— Written instruction 1 —
Locate every line in the records that contains the string "elderly", and copy each of those lines.
==== Text section
- PostgreSQl Database Setup
- Spark Setup
- Java Setup
- Cassandra Setup
- Cassandra - Django Integration
- Celery, Redis and Django Integration
- Apache Spark and Django Integration
Export the following paths in your terminal, or in the .bashrc file:
export FH_DB_NAME='fhdb'
export FH_DB_USER='foxhounduser'
export FH_DB_PASSWORD='foxhound123'
- Open the bin/activate file.
- Add the following line to the bottom of the file:
export PYTHONPATH="/home/username/path_to_foxhound_repo/foxhound"
$ sudo vim /etc/hosts
in a new line add
127.0.0.1 master
save the hosts file.
$ sudo apt-get install openssh-server openssh-client
Generate key pairs
$ ssh-keygen -t rsa -P ""
// it will ask you for file to store key, just press enter and continue
Configure passwordless SSH replace username with your accountusername
$ ssh-copy-id -i ~/.ssh/id_rsa.pub <username>@127.0.0.1
Check by SSH to your localhost(master) itself
$ ssh master
$ sudo apt update
$ sudo apt install default-jre
$ sudo apt install default-jdk
$ sudo apt install openjdk-8-jdk
Verify the installation with:
$ java -version
$ javac -version
Download the stable release of spark with hadoop
$ wget https://www-us.apache.org/dist/spark/spark-2.4.4/spark-2.4.4-bin-hadoop2.7.tgz
Extract Spark tar Use the following command for extracting the spark tar file.
========
==== Records for this task
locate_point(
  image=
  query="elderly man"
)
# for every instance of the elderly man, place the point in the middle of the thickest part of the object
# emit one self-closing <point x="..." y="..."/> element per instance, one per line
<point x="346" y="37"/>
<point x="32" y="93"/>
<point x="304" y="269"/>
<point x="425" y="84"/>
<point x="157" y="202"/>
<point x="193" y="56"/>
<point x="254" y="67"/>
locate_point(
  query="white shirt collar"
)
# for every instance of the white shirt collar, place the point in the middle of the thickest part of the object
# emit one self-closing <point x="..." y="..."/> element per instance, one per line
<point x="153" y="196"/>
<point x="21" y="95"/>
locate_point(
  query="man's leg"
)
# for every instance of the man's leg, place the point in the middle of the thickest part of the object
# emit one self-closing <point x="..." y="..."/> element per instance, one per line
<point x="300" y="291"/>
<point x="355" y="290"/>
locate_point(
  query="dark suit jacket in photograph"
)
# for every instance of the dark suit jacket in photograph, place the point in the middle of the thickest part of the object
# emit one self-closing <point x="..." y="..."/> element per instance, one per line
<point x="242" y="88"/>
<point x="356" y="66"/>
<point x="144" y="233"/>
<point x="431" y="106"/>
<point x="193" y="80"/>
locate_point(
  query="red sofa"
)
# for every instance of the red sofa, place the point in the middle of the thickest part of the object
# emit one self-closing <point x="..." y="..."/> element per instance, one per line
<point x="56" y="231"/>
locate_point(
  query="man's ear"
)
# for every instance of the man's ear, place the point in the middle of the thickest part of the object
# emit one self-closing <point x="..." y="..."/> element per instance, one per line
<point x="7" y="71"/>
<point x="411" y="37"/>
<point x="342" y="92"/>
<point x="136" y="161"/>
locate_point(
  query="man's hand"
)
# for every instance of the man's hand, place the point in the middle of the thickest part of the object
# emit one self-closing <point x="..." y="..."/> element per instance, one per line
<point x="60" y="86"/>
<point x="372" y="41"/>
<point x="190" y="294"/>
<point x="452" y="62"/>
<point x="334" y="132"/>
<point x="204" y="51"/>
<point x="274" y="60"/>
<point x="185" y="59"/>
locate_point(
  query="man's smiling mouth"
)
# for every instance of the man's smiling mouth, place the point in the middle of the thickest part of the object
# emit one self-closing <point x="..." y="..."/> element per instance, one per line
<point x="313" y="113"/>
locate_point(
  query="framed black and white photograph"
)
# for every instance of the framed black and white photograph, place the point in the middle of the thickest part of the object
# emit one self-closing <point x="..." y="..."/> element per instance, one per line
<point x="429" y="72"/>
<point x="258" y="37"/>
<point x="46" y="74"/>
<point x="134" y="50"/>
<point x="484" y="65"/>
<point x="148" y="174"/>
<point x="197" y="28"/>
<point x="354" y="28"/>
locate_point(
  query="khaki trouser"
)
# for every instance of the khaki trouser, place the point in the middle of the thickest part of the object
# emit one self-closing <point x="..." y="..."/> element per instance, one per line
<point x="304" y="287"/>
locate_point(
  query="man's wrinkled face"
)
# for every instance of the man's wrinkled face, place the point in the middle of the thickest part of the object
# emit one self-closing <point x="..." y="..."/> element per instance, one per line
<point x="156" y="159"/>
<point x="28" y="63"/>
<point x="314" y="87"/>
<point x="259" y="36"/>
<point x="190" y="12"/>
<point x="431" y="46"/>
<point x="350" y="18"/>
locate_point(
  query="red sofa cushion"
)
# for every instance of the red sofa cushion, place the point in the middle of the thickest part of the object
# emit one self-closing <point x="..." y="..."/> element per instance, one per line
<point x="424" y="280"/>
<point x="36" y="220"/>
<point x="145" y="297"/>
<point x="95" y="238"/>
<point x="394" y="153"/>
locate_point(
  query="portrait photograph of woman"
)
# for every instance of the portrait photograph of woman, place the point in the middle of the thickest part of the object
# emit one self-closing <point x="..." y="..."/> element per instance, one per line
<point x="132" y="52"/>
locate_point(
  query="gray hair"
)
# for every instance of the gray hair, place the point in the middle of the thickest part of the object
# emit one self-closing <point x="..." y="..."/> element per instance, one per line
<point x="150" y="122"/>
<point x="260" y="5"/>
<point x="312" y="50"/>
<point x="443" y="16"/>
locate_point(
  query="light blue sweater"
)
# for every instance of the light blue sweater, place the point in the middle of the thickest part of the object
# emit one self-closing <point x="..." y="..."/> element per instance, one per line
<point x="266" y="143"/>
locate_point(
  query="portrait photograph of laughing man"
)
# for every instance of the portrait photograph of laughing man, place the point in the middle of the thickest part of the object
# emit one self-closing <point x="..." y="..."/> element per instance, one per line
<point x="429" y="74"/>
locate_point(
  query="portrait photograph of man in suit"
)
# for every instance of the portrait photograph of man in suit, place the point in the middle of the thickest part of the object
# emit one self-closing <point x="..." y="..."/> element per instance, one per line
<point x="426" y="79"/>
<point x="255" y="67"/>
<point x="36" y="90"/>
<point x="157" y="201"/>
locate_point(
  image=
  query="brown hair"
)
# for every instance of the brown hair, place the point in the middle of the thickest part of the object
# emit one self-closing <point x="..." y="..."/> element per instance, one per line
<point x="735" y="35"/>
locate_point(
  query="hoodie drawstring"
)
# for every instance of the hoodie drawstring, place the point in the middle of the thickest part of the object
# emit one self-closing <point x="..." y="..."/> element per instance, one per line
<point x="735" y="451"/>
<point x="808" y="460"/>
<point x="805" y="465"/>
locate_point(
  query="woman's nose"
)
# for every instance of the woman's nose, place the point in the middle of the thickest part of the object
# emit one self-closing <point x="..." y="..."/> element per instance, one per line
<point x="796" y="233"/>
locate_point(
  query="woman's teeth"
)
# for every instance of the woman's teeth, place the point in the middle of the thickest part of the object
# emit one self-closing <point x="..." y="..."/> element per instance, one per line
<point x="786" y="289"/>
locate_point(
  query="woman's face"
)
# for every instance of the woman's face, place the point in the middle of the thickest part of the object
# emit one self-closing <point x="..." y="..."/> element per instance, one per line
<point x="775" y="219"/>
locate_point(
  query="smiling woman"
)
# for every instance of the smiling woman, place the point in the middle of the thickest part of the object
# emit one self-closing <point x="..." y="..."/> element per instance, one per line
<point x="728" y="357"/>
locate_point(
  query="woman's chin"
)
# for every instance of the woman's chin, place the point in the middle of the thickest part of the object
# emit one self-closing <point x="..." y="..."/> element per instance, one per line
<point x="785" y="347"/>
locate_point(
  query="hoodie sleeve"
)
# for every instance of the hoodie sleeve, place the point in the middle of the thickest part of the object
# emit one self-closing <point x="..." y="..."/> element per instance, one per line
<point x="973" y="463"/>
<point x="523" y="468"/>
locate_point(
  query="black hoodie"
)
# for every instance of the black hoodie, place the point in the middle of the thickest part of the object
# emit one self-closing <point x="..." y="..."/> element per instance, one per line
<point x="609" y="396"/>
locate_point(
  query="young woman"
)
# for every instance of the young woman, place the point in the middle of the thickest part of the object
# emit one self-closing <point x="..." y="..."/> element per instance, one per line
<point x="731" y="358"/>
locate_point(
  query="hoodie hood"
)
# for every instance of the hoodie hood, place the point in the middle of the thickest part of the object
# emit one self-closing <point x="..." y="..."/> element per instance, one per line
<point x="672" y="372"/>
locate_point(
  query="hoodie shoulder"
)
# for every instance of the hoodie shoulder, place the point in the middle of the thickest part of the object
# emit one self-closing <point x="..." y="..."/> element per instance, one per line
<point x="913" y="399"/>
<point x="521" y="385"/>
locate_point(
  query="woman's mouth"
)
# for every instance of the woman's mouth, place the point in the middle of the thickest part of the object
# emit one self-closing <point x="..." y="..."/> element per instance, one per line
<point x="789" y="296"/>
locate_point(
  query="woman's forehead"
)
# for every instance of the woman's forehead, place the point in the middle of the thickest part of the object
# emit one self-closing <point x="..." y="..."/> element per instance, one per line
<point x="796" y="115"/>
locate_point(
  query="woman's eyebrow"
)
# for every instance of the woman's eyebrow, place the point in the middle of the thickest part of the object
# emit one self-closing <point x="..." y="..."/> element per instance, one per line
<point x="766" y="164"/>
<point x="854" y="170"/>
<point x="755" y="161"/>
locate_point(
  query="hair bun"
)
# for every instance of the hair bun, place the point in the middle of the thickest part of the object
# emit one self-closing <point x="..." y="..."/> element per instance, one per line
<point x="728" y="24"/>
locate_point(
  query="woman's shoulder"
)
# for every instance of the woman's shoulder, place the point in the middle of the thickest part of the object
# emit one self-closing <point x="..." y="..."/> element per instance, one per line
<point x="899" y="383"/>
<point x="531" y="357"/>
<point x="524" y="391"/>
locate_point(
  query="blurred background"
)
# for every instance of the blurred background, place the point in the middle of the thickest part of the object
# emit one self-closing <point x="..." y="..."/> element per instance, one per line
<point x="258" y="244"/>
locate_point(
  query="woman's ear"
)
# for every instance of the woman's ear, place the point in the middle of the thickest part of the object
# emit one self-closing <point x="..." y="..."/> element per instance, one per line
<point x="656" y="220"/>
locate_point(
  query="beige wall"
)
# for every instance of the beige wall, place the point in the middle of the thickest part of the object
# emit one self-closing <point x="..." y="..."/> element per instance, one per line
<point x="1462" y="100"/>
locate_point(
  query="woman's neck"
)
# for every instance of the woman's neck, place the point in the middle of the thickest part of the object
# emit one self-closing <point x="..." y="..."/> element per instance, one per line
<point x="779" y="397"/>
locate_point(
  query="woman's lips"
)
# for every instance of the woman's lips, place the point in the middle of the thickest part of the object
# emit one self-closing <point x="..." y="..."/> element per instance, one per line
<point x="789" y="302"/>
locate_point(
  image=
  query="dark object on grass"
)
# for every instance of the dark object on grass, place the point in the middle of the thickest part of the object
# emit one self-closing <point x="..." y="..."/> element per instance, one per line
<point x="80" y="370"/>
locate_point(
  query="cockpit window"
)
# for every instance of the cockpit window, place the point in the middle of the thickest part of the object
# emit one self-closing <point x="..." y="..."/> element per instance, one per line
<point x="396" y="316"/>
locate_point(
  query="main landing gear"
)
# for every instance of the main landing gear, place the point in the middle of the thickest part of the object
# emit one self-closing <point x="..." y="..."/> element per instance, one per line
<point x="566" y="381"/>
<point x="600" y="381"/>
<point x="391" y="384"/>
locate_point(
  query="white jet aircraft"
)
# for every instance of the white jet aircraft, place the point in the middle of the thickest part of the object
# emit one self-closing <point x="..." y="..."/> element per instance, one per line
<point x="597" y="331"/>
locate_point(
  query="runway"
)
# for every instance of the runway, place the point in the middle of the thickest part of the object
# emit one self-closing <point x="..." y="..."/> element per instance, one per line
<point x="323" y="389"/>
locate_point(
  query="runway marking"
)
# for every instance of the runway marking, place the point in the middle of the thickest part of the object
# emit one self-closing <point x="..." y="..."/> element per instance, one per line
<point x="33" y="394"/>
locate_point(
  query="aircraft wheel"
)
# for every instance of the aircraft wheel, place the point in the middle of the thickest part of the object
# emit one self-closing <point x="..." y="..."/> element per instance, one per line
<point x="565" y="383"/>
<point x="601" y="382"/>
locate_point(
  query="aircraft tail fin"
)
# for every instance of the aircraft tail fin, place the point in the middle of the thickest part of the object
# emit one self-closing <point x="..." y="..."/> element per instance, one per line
========
— Written instruction 2 —
Continue the environment setup guide after its final line.

— Expected output 1 —
  query="elderly man"
# for every instance of the elderly man, place the point in the middle of the thickest part of the object

— Expected output 2 —
$ tar xvf spark-2.4.4-bin-hadoop2.7.tgz
Move Spark software files Use the following command to move the spark software files to respective directory (/usr/local/bin)
$ sudo mv spark-2.4.4-bin-hadoop2.7 /usr/local/spark
Set up the environment for Spark Edit bashrc file.
$ $ sudo vim ~/.bashrc
Add the following line to ~/.bashrc file. It means adding the location, where the spark software file are located to the PATH variable. (no spaces before and after = sign)
export PATH=$PATH:/usr/local/spark/bin
export SPARK_HOME=/usr/local/spark
Use the following command for sourcing the ~/.bashrc file.
$ source ~/.bashrc
Do the following procedures Edit spark-env.sh Move to spark conf folder and create a copy of template of spark-env.sh and rename it.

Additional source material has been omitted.